- [Исходный текст]:

----------

О Всеволоде Кочетове

Алексей Седых: литературный дневник

В 1972 году, занимаясь на предпоследнем курсе факультета журналистики Ленинградского университета, я решил писать о творческой лаборатории публициста Всеволода Кочетова. К тому времени мною была прочитана большая часть написанного автором «Журбиных», включая публицистические сборники «Кому отдано сердце», «Новые адреса», «С кем ты пойдёшь в разведку» и его последний остропублицистический роман «Чего же ты хочешь?». Однако в ходе работы появилась необходимость лично встретиться с полюбившимся мне публицистом и писателем, главным редактором журнала «Октябрь». О своём желании я сообщил Всеволоду Анисимовичу в письме. Ответ не приходил долго. Минуло несколько месяцев. Я уже мало надеялся на то, что вообще дождусь его. Но он пришёл в первых числах июля.
«Мне очень жаль, что я не смог ответить Вам своевременно на Ваше письмо. Но в апреле и в мае, да ещё и в июне (и, в общем-то, и сейчас) я был очень и очень болен (после тяжёлой хирургической операции). А сейчас, надо полагать, надобность во встрече у Вас миновала. Поэтому я лишь приношу Вам свои извинения.
Желаю, дорогой друг, Вам всего хорошего в жизни, и старайтесь не болеть. Уж больно это мешает жить и делать что-либо полезное на земле». И подпись: В. Кочетов.
Необходимость во встрече к тому времени, действительно, отпала. Но ненадолго. Тогда я уже твёрдо решил, что темой моей дипломной работы будет публицистика Кочетова…
Мы с женой Верой в ту пору жили в маленьком станционном посёлке Дивенская Гатчинского района, лежащего примерно в ста километрах от Ленинграда. Время было волнующее и радостное: мы ждали первенца. Решили, что если родится сын, то наречём его никак иначе, а только Всеволодом.
В первых числах декабря получили бандероль из Москвы. В неё была вложена книга Кочетова «Молодость с нами» с автографом Всеволода Анисимовича:
«Моим милым добрым друзьям – Вере и Алексею – с пожеланиями многих интересных дел в жизни, которой у них ещё очень много впереди, но которую надо стараться и уметь не растрачивать понапрасну».
Когда родился сын, мы незамедлительно сообщили о своей радости, ставшему нам бесконечно близким Кочетову и вскоре получили от него ответ:
«Бесконечно рад, что первенца своего Вы назвали Всеволодом. Имя, прямо скажем, хорошее, исконно русское, древнее и нечасто встречается. Как, кстати, мой маленький тёзка поживает?.. Растите наследника, закаляйте свои воли и характеры. Впереди ещё немало испытаний. Желаю Вам всем счастья – счастья открытий и борьбы! Обнимаю тёзку».

----------

- [Цель задания]:
Выпишите из текста о Всеволоде Кочетове названия всех его книг, которые там упомянуты. Отвечайте, опираясь только на этот текст.

----------

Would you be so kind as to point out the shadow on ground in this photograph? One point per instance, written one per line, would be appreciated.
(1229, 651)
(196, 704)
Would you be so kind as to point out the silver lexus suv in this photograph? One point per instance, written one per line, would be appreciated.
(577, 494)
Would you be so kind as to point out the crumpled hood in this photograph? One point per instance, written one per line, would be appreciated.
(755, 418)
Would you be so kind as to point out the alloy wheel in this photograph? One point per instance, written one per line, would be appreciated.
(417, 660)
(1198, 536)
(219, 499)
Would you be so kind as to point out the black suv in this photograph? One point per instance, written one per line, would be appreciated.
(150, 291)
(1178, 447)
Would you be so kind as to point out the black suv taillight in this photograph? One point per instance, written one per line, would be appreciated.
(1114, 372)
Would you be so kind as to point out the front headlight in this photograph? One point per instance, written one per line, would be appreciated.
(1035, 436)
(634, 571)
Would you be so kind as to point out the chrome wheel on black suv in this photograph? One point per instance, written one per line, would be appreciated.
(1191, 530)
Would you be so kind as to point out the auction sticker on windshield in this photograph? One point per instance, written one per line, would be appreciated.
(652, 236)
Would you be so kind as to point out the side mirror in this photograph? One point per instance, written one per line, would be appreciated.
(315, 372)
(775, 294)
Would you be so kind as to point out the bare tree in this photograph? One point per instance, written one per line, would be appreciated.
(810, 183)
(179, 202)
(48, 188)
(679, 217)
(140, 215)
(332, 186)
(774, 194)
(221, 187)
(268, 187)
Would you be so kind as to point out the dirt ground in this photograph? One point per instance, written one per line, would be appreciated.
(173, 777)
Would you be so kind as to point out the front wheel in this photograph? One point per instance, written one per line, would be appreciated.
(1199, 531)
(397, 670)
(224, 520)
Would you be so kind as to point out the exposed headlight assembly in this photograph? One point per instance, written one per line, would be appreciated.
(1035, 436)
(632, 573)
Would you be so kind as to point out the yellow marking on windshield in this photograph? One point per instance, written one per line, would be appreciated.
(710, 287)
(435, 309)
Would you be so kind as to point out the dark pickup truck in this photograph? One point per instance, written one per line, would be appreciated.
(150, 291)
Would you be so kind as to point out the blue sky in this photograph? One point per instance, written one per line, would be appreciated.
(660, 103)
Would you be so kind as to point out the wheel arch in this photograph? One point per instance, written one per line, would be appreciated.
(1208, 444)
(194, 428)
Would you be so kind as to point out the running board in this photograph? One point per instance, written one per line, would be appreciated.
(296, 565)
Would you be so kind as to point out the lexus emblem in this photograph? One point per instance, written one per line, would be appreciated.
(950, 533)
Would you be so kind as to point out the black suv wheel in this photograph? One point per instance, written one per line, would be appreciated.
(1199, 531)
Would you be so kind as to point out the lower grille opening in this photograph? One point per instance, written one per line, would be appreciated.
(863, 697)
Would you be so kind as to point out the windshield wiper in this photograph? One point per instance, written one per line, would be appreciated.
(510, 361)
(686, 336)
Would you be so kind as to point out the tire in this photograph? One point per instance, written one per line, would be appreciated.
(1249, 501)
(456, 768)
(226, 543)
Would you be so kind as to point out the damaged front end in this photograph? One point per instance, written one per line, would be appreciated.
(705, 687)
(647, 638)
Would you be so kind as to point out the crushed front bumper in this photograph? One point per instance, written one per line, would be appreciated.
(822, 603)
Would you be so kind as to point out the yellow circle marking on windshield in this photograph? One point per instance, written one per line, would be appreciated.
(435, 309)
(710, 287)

----------

- [Решение]:
«Журбины», «Кому отдано сердце», «Новые адреса», «С кем ты пойдёшь в разведку», «Чего же ты хочешь?», «Молодость с нами».